ВЫБРАННЫЙ ТЕКСТ
Ей ответили незнанием. Верочка сразу поняла, зачем Маша понадобилась Ведьме, и вышла в коридор наблюдать. Она видела, как Ведьма летала в уборную, в буфет, в библиотеку, в подвал, где хранились геологические образцы. Она явно охотилась за Машей. Верочка спустилась в вестибюль. Там стояли двое мрачных незнакомцев. Ведьма к ним подбежала, те в нетерпении набросились на нее. Ведьма опять побежала по всем комнатам. Она же видела: номерочек перевешен, значит, эта бестия-княжна здесь. Ведьма, засадившая шесть профессоров, не могла додуматься, что номерок перевесила подруга. А за такое тогда могли и Маше и Верочке дать по три года.

И тут с улицы появилась Маша. Издали она увидела Верочку, улыбнулась ей. Верочка было бросилась к ней, хотела предупредить, но Ведьма опередила, вцепилась в Машину руку и передала ее тем двум незнакомцам. Верочка выскочила на улицу и увидела, как Машу увозили на легковой машине.

Впоследствии Анна Дмитриевна Шаховская, сидевшая с конвоиром в той машине, рассказывала, как Маша с очаровательной улыбкой вскочила в машину.

— Точно на бал ехала, — говорила Анна Дмитриевна.

Верочка переночевала у нас, на следующее утро уехала.

— Что же, надо начинать хлопоты, — решили мои родители, услышав рассказ Верочки.

ЦЕЛЬ ЗАДАНИЯ
Сколько профессоров засадила Ведьма, согласно выбранному тексту? Строки далее — самостоятельный материал, с выбранным текстом они не связаны.

СПИСОК СТРОК
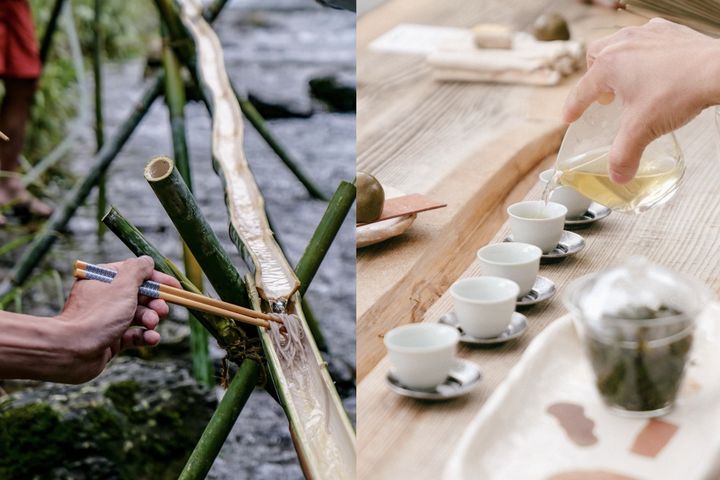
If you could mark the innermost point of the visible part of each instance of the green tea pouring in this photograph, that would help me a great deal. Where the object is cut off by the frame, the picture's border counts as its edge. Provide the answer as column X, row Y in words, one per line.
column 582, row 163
---
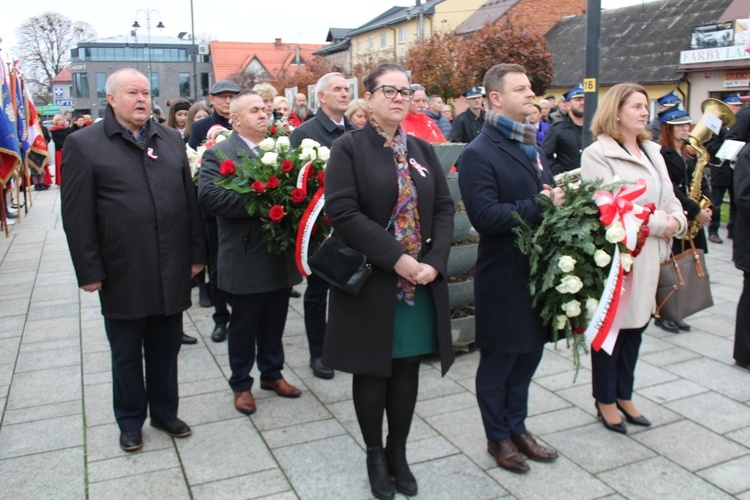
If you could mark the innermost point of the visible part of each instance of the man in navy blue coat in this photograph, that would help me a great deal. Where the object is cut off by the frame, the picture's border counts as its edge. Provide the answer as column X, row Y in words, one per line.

ОЖИДАЕМЫЙ ОТВЕТ
Шесть.